Stated goal
Continue the passage about a focus-group study of women's attitudes toward exercise, picking up after its final sentence.
--- BEGIN Document ---
They feel pressured to exercise for health or to lose weight, yet during their leisure time they want to be free of pressures. Success comes from achieving goals, yet their expectations about how much, where and how they should be exercising means they can't achieve these goals.
Segar and co-investigators Jennifer Taber, Heather Patrick, Chan Thai and April Oh conducted eight focus groups among white, black and Hispanic women aged 22-49 who were either categorized as "high active" or "low active."
The exceptions found in the study were among the more active participants, who held more flexible views of exercise. They expressed that it "was not the end of the world" if they had to skip exercising once in awhile. They made exercise more of a "middle priority," which took the pressure off and left room for compromise when schedules and responsibilities did not permit planned exercise to occur.
The high-active women seemed to have more positive feelings from exercising, in contrast to most of the low-active women, who, in general, tended to dread the very idea of it.
--- END Document ---
--- BEGIN Data section ---
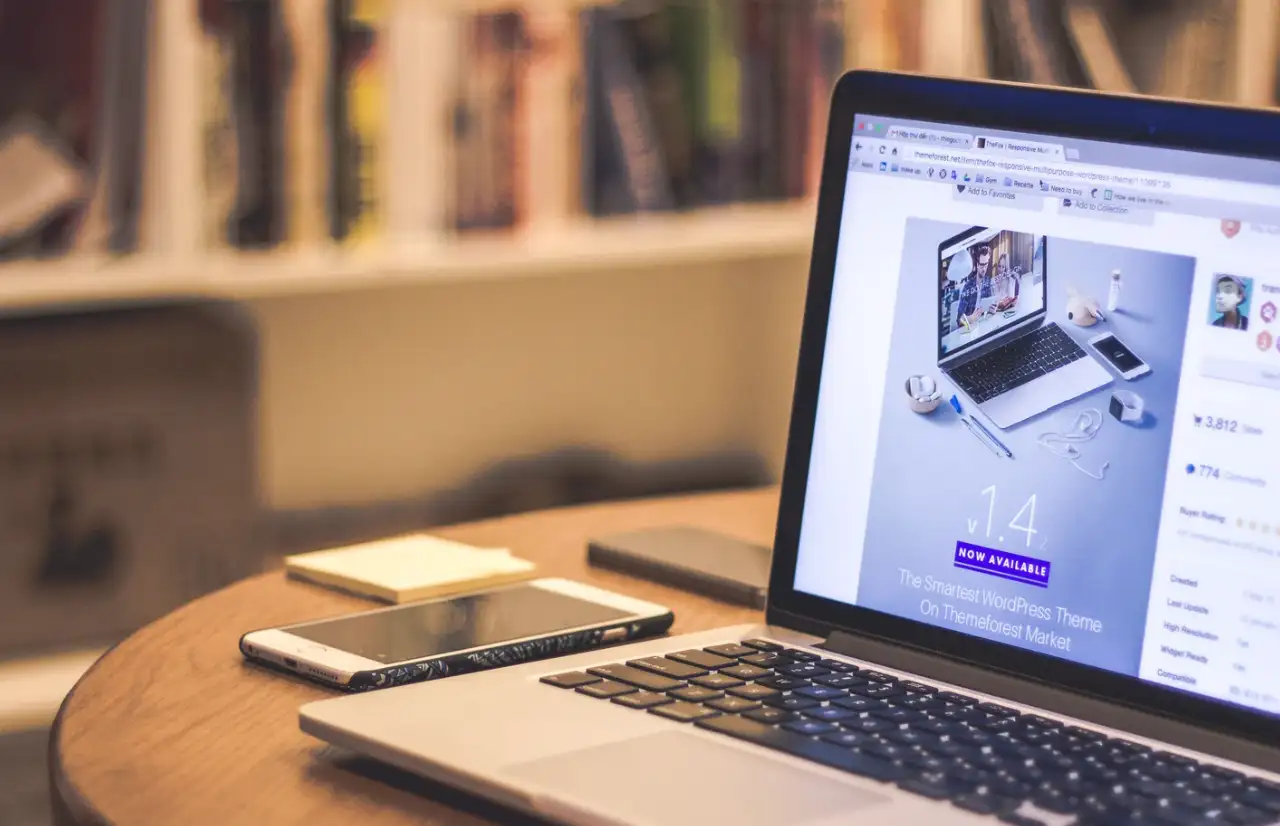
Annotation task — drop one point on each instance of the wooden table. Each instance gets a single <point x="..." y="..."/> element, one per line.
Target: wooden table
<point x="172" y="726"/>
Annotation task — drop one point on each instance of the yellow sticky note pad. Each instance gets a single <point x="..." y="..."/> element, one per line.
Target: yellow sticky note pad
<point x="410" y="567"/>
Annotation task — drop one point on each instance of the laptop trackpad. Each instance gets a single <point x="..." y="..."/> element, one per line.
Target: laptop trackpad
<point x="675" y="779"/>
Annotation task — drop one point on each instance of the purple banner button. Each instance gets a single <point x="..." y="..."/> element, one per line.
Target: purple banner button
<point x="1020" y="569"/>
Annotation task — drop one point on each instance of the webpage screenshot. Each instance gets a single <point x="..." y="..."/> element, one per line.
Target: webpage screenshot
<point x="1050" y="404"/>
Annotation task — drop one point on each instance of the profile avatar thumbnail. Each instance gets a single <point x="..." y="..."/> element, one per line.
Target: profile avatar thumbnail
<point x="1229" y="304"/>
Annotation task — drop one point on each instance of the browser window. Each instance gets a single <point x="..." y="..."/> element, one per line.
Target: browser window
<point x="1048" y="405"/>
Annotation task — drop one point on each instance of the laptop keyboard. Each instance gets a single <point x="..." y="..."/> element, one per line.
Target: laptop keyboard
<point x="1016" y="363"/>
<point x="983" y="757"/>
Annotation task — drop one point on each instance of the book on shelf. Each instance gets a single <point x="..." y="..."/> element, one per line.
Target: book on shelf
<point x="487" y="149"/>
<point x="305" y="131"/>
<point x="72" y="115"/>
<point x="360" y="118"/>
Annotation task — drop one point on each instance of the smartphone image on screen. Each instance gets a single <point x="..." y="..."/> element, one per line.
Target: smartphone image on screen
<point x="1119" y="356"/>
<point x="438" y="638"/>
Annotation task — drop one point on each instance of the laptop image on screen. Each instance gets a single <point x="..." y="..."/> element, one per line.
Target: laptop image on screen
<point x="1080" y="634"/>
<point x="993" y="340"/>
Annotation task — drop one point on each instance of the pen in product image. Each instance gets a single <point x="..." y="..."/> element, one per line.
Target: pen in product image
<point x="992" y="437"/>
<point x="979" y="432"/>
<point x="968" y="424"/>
--- END Data section ---
Answer for this exercise
"There are important implications from this study on how we can help women better prioritize exercise in their day-to-day life," Segar said. "We need to re-educate women they can move in ways that will renew instead of exhaust them, and more effectively get the message across that any movement is better than nothing. To increase motivation to be physically active, we need to help women to want to exercise instead of feeling like they should do it."
This can be achieved by:
Re-educating women that movement can and should feel good to do.
Promoting physical activity as a way to connect with important others.
Reframing physical activity as a vehicle that helps women renew and re-energize themselves to better succeed at their daily roles and goals.
Explain physical activity as a broad continuum that counts all movement as valid and worth doing.
The research will appear in the journal BMC Public Health.